## [AUFGABE]
Gib aus dem Redebeitrag unten den Teil wortgetreu wieder, der mit den Worten „GR Mag. Marcus“ beginnt und mit „Damen und Herren!“ endet.

Vorsitzender GR Mag. Thomas Reindl: Zu Wort gemeldet ist GR Mag. Gremel. Ich erteile es ihm.

 

16.13.24

GR Mag. Marcus Gremel, MBA (SPÖ)|: Sehr geehrter Herr Vorsitzender! Werte Frau Berichterstatterin! Geschätzte Kolleginnen und Kollegen! Meine sehr geehrten Damen und Herren!

 

Liebe Frau Kollegin Keri, herzlichen Dank für Ihre Ausführungen! Ich kaufe Ihnen ab, dass es Ihnen um die Kinder geht, dass es Ihnen genauso wie uns allen, denke ich, echt am Herzen liegt, dass alle Kinder in unserer Stadt in Schutz und Geborgenheit aufwachsen können. Das kommt durch. Ich stimme Ihnen auch zu, dass wir da noch viel zu tun haben, einiges an Verbesserungen notwendig ist. Nichtsdestotrotz, glaube ich, kann ich mit ein paar Punkten da oder dort die eine oder andere Ausführung von Ihnen ein bisschen ergänzen, vielleicht auch da oder dort korrigieren.

 

Ganz grundsätzlich möchte ich zu Ihren Ausführungen und den Anträgen, die Sie zu diesem Tagesordnungspunkt eingebracht haben, anmerken, dass ich das Gefühl habe, wir haben einen bisschen einen unterschiedlichen Zugang in der Blickweise auf so dramatische Familiensituationen, in denen Kinder aufwachsen. Es kommt immer wieder durch, dass Sie da einen ganz starken Blick auf die Eltern haben. Ich stimme Ihnen sehr zu, dass es ganz viel um ambulante Unterstützung in der Erziehung, auch vielleicht ein bisschen das Lernen für manche Obsorgeberechtigten, wie man gut mit Kindern umgeht, geht, und dass es da sicherlich auch noch mehr Bemühungen braucht. Gleichzeitig ist es aber schon sehr zentral, dass man zuallererst einmal auf die Bedürfnisse des Kindes schaut, dass man in all seinen Entscheidungen bei der Frage, wie begleite ich einen jungen Menschen auf den Weg in ein selbstständiges und selbstbestimmtes Leben, zuallererst die Bedürfnisse des Kindes anschaut. Das machen die Kolleginnen und Kollegen in der MA 11 tagtäglich, und dafür gebührt ihnen mein größter Respekt und ein Dankeschön. (Beifall bei SPÖ und NEOS.)

## [GESAMMELTE DATEN]
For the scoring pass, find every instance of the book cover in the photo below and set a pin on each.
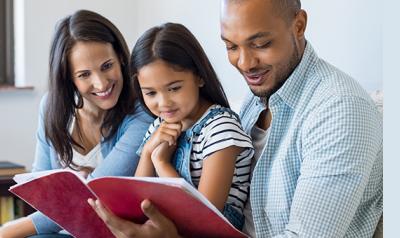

## [ANTWORT]
GR Mag. Marcus Gremel, MBA (SPÖ)|: Sehr geehrter Herr Vorsitzender! Werte Frau Berichterstatterin! Geschätzte Kolleginnen und Kollegen! Meine sehr geehrten Damen und Herren!